Action item |
What lines in the records below hold the string "animal"? Please show them.

--- Input material Enclosed Below ---

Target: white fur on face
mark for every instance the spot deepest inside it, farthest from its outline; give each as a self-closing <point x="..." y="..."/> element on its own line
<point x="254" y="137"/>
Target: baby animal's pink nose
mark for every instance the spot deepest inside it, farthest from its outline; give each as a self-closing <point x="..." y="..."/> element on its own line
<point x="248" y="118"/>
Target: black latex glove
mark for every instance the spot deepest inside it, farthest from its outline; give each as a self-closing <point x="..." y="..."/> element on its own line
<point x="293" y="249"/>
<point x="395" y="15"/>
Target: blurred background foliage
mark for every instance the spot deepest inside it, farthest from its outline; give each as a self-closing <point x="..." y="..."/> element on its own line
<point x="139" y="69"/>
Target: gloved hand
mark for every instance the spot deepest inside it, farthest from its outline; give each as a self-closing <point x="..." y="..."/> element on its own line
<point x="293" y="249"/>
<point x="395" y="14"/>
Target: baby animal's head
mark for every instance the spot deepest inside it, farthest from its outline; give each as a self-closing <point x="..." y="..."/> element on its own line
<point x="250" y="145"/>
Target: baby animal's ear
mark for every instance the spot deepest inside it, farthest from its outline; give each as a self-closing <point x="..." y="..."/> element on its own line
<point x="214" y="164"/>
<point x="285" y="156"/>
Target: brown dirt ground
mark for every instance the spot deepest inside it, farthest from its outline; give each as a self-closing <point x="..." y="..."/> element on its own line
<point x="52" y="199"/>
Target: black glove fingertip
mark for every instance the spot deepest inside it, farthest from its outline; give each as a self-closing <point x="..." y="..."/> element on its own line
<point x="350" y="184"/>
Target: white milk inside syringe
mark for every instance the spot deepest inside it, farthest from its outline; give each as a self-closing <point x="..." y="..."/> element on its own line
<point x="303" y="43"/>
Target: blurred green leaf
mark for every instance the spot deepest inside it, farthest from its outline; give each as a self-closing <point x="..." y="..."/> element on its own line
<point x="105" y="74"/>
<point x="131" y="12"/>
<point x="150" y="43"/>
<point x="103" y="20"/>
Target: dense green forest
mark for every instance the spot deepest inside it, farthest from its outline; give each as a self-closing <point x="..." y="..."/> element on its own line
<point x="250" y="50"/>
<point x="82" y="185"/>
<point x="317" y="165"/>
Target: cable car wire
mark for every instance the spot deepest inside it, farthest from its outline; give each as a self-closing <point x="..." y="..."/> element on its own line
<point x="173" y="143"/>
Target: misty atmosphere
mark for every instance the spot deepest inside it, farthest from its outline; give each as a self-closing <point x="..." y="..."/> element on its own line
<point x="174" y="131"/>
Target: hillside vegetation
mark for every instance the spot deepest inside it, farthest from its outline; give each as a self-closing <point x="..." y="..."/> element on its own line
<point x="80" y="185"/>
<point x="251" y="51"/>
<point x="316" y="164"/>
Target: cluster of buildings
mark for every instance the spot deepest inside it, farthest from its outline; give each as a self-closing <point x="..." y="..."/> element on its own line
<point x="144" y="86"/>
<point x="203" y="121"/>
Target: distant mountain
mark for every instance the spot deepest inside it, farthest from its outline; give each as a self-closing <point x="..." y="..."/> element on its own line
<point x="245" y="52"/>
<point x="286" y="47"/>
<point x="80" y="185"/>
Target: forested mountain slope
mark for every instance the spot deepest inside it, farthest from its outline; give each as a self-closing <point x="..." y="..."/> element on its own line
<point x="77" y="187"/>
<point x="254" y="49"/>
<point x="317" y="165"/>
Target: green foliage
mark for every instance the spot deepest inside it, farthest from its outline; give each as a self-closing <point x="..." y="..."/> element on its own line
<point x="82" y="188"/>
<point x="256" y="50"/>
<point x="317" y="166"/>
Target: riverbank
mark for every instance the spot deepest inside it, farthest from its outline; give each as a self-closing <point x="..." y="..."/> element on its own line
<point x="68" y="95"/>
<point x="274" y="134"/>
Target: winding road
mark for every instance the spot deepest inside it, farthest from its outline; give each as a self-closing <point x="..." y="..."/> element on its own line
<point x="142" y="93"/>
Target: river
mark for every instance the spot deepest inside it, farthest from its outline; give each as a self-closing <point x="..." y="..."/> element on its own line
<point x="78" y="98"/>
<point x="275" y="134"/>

--- End of Enclosed Input material ---

Solution to this exercise |
Target: baby animal's pink nose
Target: baby animal's head
Target: baby animal's ear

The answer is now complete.